— Start Dataset rows —

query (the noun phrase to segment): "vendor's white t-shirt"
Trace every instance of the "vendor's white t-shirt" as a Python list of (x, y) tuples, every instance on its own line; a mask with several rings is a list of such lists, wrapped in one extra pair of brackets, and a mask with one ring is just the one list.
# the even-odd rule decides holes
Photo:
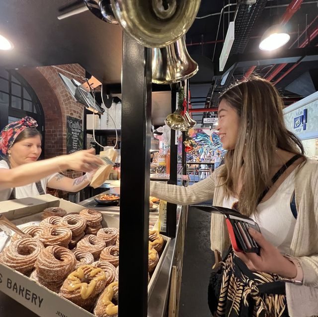
[[(9, 169), (9, 166), (5, 161), (0, 161), (0, 173), (1, 168)], [(46, 186), (48, 183), (56, 175), (57, 173), (47, 176), (41, 180), (41, 184), (44, 192), (46, 193)], [(0, 201), (7, 200), (10, 197), (12, 188), (9, 188), (3, 190), (0, 190)], [(32, 183), (24, 186), (15, 188), (15, 198), (25, 198), (26, 197), (32, 197), (39, 194), (39, 191), (36, 188), (35, 183)]]

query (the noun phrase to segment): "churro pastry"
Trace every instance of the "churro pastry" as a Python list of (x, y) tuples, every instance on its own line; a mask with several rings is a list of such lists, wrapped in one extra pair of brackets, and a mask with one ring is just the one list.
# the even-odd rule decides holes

— End Dataset rows —

» Directions: Write out every line of the records again, requests included, but leave out the pictures. Scale each coordinate in the answers by 2.45 and round to the nearest whole number, with halves rounding up, while keeping every number in the requests unchanged.

» Full answer:
query (the noun phrase to segment): "vendor's white t-shirt"
Trace every instance of the "vendor's white t-shirt" as a Python list of (x, y) tuples, every instance on its own line; a mask with several rings is a list of such lists, wrapped in one extra pair of brackets, and a mask with one ring is just the one list.
# the even-odd rule decides holes
Photo:
[[(22, 414), (22, 407), (12, 394), (0, 394), (0, 424), (2, 412)], [(113, 456), (118, 448), (137, 429), (140, 424), (115, 431), (100, 441), (100, 451), (108, 470), (113, 473)], [(0, 492), (17, 490), (25, 483), (29, 461), (22, 461), (7, 466), (0, 466)], [(78, 448), (59, 456), (37, 461), (37, 485), (61, 485), (64, 483), (78, 483), (96, 475), (96, 468), (88, 461), (86, 448)]]

query (the noun phrase to segment): "churro pastry"
Trace every instance of the "churro pastry" as a Python list of (x, y) tuples, every instance on its own line; a mask with several rings is a list of such lists, wrapped in one extra pair of brackets, and a mask with one ring is just the one list.
# the even-odd rule decides holes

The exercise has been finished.